Start

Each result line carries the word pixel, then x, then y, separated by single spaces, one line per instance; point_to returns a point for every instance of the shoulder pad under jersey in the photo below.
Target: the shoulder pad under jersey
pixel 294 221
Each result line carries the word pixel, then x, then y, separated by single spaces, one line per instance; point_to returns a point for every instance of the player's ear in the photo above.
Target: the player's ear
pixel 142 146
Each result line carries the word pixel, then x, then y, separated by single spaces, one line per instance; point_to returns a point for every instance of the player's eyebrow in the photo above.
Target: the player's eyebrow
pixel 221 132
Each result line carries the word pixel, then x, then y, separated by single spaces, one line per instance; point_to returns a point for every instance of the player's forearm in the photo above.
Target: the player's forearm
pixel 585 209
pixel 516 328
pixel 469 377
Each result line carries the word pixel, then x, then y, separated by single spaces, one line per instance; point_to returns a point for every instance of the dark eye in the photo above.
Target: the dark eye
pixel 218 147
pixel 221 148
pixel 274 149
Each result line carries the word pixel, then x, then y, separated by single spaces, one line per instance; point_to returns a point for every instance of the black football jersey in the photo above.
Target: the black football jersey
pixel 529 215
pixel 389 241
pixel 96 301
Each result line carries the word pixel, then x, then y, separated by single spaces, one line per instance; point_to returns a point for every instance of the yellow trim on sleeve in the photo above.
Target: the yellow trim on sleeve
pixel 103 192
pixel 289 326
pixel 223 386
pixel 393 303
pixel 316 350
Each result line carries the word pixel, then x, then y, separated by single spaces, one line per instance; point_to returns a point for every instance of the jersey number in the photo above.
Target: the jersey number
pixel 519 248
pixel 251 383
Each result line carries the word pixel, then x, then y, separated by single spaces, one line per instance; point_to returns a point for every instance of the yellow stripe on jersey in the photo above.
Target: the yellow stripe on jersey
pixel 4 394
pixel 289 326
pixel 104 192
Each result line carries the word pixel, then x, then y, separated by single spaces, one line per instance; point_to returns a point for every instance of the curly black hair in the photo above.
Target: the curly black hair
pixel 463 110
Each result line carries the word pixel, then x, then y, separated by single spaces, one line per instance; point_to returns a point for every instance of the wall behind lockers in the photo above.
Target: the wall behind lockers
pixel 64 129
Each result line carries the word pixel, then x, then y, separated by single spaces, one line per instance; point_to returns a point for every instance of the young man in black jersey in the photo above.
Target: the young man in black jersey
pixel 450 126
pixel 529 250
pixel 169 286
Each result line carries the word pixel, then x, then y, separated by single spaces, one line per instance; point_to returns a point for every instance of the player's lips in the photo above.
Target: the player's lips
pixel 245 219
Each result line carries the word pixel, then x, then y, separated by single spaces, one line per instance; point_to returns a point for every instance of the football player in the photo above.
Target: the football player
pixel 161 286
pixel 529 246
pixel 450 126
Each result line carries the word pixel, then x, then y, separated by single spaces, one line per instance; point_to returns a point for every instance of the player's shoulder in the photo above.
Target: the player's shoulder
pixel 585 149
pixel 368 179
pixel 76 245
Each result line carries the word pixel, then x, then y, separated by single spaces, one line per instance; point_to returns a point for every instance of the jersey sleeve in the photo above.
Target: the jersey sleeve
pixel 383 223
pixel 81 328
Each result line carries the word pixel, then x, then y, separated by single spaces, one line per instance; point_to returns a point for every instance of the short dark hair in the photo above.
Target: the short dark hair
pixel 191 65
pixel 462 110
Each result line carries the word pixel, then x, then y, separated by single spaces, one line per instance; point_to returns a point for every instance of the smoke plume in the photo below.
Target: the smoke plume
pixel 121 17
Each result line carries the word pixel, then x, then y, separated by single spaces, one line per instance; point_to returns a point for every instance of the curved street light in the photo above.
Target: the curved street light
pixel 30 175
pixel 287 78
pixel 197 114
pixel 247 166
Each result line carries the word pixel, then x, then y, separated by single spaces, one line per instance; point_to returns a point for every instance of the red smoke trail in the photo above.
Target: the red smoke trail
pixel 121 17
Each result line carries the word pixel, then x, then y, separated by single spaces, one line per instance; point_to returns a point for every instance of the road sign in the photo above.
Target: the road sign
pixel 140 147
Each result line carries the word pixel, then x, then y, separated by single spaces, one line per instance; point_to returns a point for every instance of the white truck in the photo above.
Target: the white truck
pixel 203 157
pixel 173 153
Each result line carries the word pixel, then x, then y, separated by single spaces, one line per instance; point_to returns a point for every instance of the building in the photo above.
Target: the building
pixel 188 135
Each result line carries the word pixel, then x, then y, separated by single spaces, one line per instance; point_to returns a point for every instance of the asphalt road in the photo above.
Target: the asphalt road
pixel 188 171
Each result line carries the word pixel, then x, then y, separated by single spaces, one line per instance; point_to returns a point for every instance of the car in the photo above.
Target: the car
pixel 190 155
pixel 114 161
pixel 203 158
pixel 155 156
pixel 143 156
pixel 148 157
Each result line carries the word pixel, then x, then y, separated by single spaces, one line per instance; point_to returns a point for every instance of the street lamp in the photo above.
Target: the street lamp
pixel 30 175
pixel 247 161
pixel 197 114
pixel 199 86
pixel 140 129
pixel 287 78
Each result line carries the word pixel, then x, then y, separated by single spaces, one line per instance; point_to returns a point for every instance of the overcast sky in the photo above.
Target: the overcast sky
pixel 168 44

End

DIRECTIONS ::
Can you copy out every item above, line for line, without changing a single word?

TASK SOLUTION ::
Each result line carries the word pixel, then x, then y, separated by single spaces, one line per instance; point_to returns a point for every instance of the shoulder pad under jersey in the photo below.
Target: the shoulder pad under jersey
pixel 294 221
Each result line carries the word pixel, then x, then y, separated by single spaces, one line per instance; point_to returns a point for every instance of the player's ear in the photo above.
Target: the player's ear
pixel 142 146
Each result line carries the word pixel, then x, then y, separated by single spaces, one line per instance; point_to returns a point for every instance of the player's eyebrow in the photo above.
Target: the player's eyebrow
pixel 221 132
Each result line carries the word pixel, then x, then y, separated by single spaces, one line per instance; point_to returns a point for every instance of the player's forearm in the photo above.
Target: the player's forearm
pixel 585 209
pixel 516 328
pixel 469 377
Each result line carries the word pixel, then x, then y, separated by single spaces, one line per instance; point_to returns a point for every instance of the dark eye in the photo above.
Target: the dark eye
pixel 218 147
pixel 221 148
pixel 274 149
Each result line carries the word pixel, then x, then y, separated by single spaces, one line per instance; point_to returns a point for every instance of the black football jersey in the photo above.
Target: the black football jersey
pixel 529 215
pixel 389 241
pixel 96 301
Each result line carries the word pixel, then x, then y, separated by single spaces, one line per instance; point_to returns a point for every instance of the yellow trim on sleeve in the photo above.
Target: the yellow trim on sleeve
pixel 103 192
pixel 289 326
pixel 223 386
pixel 393 303
pixel 316 350
Each result line carries the word pixel, then x, then y, separated by single spaces, one line per instance; point_to returns a point for every instance of the jersey number in the photo above.
Target: the jersey number
pixel 519 248
pixel 251 383
Each result line carries the word pixel, then x, then y, separated by single spaces, one line per instance; point_to returns a point for every instance of the yellow stripe on jersey in the photo above.
Target: the yellow stripe on jersey
pixel 4 394
pixel 289 326
pixel 104 192
Each result line carries the word pixel, then x, then y, separated by single spaces, one line per instance; point_to returns a point for every instance of the curly black hair in the photo above.
Target: the curly black hair
pixel 463 110
Each result line carries the word pixel, then x, then y, separated by single spaces, one line per instance; point_to returns a point for every instance of the wall behind lockers in the photo above.
Target: the wall behind lockers
pixel 64 129
Each result line carries the word pixel, then x, then y, separated by single spaces, one line per instance; point_to returns a point for every instance of the young man in black jersey in the photo above.
Target: the young man in black jersey
pixel 450 126
pixel 529 250
pixel 169 286
Each result line carries the word pixel, then x, then y, separated by single spaces, one line per instance; point_to returns a point for every instance of the player's lips in the photo above.
Target: the player's lips
pixel 245 219
Each result line carries the word pixel, then x, then y, separated by single spaces, one line per instance; point_to returns a point for every instance of the football player in the photo above.
Target: the football player
pixel 161 286
pixel 529 246
pixel 450 126
Each result line carries the word pixel, then x, then y, separated by single spaces, one line per instance; point_to returns a point for every instance of the player's shoulder in the photo above.
Target: the player's shoulder
pixel 585 149
pixel 368 179
pixel 76 245
Each result line carries the word pixel, then x, then y, separated by single spaces, one line per instance; point_to returns a point for every instance of the jersey sleeve in the photo above.
Target: the jersey sleeve
pixel 383 223
pixel 81 328
Each result line carries the word pixel, then x, then y, separated by single spaces, one line per instance; point_to returns a point for every instance of the short dark hair in the photo above.
Target: the short dark hair
pixel 191 65
pixel 462 110
Each result line carries the word pixel, then x, then y, separated by single spaces, one line per instance; point_to returns a point for every instance of the smoke plume in the photo below.
Target: the smoke plume
pixel 121 17
Each result line carries the word pixel, then x, then y, separated by single spaces, one line per instance; point_to returns a point for every instance of the curved street light in the photo above.
Target: the curved street light
pixel 30 175
pixel 287 78
pixel 197 114
pixel 247 166
Each result line carries the word pixel, then x, then y, separated by single spaces, one line per instance; point_to returns a point for every instance of the red smoke trail in the photo above.
Target: the red smoke trail
pixel 121 17
Each result line carries the word pixel, then x, then y, separated by single spaces, one line per instance; point_to returns a point for every instance of the road sign in the photo above.
Target: the road sign
pixel 140 147
Each result line carries the word pixel, then x, then y, separated by single spaces, one line per instance; point_to returns a point for every instance of the white truck in the photo above.
Target: the white truck
pixel 203 157
pixel 173 153
Each result line carries the word pixel, then x, then y, separated by single spaces, one line per instance; point_to returns a point for every instance of the building in the photo above.
Target: the building
pixel 188 135
Each result line carries the word pixel, then x, then y, separated by single spaces, one line per instance; point_to returns a point for every instance of the asphalt road in the photo above.
Target: the asphalt road
pixel 188 171
Each result line carries the word pixel, then x, then y, separated by single spaces, one line per instance; point_to returns a point for every instance of the car in the photo above.
Target: the car
pixel 190 155
pixel 114 161
pixel 203 158
pixel 155 156
pixel 143 156
pixel 148 157
Each result line carries the word pixel, then x, then y, separated by single spaces, one line per instance; point_to returns a point for every instance of the street lamp in the photo above.
Target: the street lamp
pixel 30 175
pixel 247 161
pixel 197 114
pixel 199 86
pixel 140 129
pixel 287 78
Each result line carries the word pixel, then x, then y, separated by single spaces, one line per instance; point_to returns a point for every instance of the overcast sky in the photo above.
Target: the overcast sky
pixel 168 44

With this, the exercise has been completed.